▸ Fragment:
────────────────
Etykiety

poniedziałek, 27 lutego 2012

Jak się "pości" po hiszpańsku

Można powiedzieć, że dzisiejszy dzień upłynął na jedzeniu i dobrej zabawie :)

Korzystając z zaproszenia i gościnności naszych koleżanek, poznanych na Internationalnym Dinerze, udałyśmy się na wspólny obiad. Bynajmniej nie był on z McSyfa ani tym podobnych restauracji. Ponieważ dziewczyny pochodzą z Turcji, przygotowały tradycyjne dania tego kraju.


 
Tarhana

Dziewczyny z zaciekawieniem "paczom"
na kolejne danie serwowane przez Turczynki :)
  


Prawie wszyscy. Tylko Zeynep brakuje :)



Po sytym obiedzie chciałyśmy zobaczyć jak Hiszpanie, a konkretnie Alcoyanie obchodzą post. Bez wątpienia nie przypomina on tego w naszym kraju. Ludzie przebierają się w przeróżne stroje, nieszczędząc przy tym swojej wyobraźni w ogóle, i  wychodzą na ulice by uczestniczyć w hucznej paradzie. Ani wiek ani status społeczny nie przeszkadza we wzięciu w niej udziału, przebierają się wszyscy, którzy chcą. Spośród tłumu udało nam się nawet "wypaczeć" jednego z naszych profesorów, Josepa, dość kolorowo udekorowanego i grającego na bębnach.


Oto namiastka hiszpańskiego postu:


Pan Smok i Pan Kosmita - za nimi szło więcej Alienów,
 ale się w kadrze nie zmieściły :)

Obeliks

Bajka Marty dzieciństwa :P

Spiderman :)


Smok, co prawda daleko mu do wawelskiego, ale zawsze coś :P

Belly Dance :)


Zabłąkana zakonnica :P

A tu coś w wersji dynamicznej :)


 





Post sponsoruje zakończenie sezonu grzewczego na Peru - paluchy wczoraj weszły w proces zamarzania, dlatego też stworzony wczoraj post dopiero dziś ujrzał światło dzienne :P





wtorek, 21 lutego 2012

4 tygodnie w Hiszpanii


Od naszego przyjazdu upłynął już prawie miesiąc. Zdążyłyśmy się już co nieco oswoić z hiszpańskojęzyczną rzeczywistością, kolorowymi ubrankami piesków, bezinteresowną uprzejmością ludzi tutaj mieszkających oraz jedzeniem sałatek owocowych na bazie świeżych truskawek w trakcie srogich mrozów w Polsce ;)
────────────────
▸ Dane źródłowe:

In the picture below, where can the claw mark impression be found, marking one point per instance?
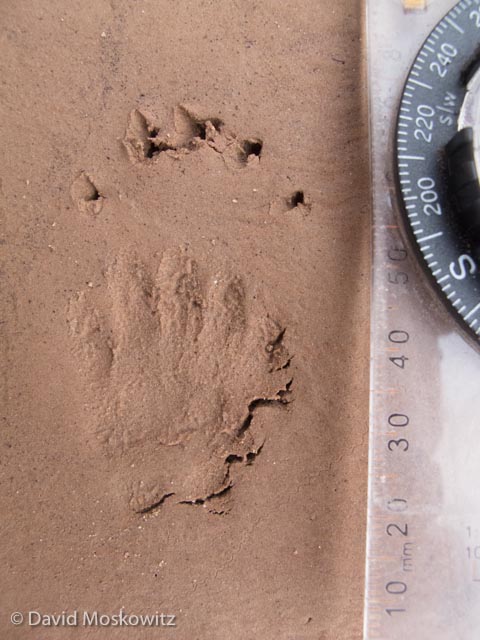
(177, 365)
(145, 140)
────────────────
▸ Do wykonania:
Powtórz wiernie część fragmentu od słów "poniedziałek, 27 lutego" aż do słów "serwowane przez Turczynki :)" włącznie.

▸ Odpowiedź na zadanie:
poniedziałek, 27 lutego 2012

Jak się "pości" po hiszpańsku

Można powiedzieć, że dzisiejszy dzień upłynął na jedzeniu i dobrej zabawie :)

Korzystając z zaproszenia i gościnności naszych koleżanek, poznanych na Internationalnym Dinerze, udałyśmy się na wspólny obiad. Bynajmniej nie był on z McSyfa ani tym podobnych restauracji. Ponieważ dziewczyny pochodzą z Turcji, przygotowały tradycyjne dania tego kraju.


 
Tarhana

Dziewczyny z zaciekawieniem "paczom"
na kolejne danie serwowane przez Turczynki :)